GIVEN TASK:
Pull out every line in the data below that contains the word "skirt", and copy each one in full.

DATA SUPPLIED:
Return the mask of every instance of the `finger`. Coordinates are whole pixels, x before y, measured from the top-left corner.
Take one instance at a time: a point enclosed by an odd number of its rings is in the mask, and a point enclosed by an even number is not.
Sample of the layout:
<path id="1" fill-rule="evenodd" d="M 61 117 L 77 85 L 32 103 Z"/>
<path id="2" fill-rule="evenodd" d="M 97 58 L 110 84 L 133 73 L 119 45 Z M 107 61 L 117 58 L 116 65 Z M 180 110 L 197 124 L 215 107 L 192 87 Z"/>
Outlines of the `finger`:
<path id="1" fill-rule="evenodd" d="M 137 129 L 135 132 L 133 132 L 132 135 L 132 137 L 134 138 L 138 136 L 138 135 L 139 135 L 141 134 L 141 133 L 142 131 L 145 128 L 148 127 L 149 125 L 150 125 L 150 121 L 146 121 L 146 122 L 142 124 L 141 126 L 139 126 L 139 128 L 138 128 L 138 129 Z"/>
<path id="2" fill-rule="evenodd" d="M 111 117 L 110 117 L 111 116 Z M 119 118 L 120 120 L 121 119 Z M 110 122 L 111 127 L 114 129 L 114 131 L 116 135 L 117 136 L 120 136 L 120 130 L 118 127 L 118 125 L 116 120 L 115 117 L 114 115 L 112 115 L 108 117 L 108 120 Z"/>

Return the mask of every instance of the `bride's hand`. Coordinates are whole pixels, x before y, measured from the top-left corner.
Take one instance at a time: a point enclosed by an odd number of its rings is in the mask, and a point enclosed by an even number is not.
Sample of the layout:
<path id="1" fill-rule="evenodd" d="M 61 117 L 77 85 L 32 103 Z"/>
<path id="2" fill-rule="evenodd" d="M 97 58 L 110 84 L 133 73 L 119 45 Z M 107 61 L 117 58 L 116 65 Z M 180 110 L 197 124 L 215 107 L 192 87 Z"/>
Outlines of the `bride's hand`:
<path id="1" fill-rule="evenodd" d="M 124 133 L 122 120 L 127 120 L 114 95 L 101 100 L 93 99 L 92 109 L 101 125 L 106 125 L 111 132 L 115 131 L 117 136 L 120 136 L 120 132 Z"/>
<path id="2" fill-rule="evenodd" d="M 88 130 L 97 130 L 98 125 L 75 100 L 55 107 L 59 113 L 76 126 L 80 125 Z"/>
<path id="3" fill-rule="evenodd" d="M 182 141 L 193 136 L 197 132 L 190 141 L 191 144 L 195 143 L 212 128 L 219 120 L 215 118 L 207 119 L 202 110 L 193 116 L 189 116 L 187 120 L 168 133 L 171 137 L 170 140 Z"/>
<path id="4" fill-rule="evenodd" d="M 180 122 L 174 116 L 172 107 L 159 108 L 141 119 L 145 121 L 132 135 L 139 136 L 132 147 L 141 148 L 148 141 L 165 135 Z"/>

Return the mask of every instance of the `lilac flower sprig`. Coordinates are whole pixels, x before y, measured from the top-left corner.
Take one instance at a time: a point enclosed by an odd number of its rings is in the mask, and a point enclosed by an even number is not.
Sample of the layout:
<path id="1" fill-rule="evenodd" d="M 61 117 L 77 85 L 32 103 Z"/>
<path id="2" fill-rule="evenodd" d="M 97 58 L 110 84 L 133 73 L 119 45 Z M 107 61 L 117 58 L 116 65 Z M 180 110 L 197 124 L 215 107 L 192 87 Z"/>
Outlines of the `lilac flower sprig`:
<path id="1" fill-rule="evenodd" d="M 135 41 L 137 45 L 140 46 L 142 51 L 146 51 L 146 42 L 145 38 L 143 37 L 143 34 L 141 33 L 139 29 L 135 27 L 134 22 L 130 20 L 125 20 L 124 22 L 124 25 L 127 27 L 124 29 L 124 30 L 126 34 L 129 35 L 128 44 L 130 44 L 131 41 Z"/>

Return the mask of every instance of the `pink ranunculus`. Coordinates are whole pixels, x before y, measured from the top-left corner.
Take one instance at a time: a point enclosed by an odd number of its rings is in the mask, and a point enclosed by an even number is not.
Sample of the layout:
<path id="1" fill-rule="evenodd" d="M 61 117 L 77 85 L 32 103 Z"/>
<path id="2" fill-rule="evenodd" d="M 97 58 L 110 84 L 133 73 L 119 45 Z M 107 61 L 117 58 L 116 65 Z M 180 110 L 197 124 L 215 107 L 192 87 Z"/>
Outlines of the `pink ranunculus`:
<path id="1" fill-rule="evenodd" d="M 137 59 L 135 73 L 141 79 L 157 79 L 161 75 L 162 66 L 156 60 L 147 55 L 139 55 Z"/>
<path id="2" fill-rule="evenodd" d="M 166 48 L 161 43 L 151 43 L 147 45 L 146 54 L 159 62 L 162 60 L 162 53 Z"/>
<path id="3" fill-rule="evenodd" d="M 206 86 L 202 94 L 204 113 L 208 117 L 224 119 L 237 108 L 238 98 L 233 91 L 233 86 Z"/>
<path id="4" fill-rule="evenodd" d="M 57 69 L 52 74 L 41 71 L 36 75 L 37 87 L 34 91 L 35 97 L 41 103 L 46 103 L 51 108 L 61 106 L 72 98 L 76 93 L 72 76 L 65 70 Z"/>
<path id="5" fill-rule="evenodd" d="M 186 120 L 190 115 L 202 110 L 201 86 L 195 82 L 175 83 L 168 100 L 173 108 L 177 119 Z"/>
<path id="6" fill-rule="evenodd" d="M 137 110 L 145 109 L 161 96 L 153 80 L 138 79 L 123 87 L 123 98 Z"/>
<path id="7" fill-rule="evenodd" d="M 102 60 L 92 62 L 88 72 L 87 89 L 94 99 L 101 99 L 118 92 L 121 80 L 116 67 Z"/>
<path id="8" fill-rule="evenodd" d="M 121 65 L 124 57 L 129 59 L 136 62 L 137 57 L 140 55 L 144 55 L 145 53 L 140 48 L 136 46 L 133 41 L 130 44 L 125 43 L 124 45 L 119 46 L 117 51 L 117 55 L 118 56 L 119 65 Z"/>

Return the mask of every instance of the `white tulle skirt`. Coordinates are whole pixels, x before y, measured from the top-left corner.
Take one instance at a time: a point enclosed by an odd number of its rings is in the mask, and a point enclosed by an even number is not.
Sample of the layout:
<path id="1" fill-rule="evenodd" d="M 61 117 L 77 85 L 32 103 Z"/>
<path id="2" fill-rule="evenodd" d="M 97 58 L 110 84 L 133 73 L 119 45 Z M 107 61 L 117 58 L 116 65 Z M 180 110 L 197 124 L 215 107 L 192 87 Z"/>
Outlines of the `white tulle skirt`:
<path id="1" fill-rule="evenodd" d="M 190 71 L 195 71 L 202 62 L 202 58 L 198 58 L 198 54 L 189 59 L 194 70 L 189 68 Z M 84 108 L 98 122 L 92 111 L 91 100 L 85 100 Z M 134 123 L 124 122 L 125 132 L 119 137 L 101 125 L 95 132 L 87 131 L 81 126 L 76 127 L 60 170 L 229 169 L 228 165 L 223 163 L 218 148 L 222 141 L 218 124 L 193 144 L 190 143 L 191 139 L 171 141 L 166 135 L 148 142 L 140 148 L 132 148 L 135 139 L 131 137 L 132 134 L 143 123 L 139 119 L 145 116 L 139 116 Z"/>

EXERCISE RESULT:
Return the mask of every instance of the `white tulle skirt`. Coordinates are whole pixels, x before y, measured from the top-left corner.
Outlines of the `white tulle skirt`:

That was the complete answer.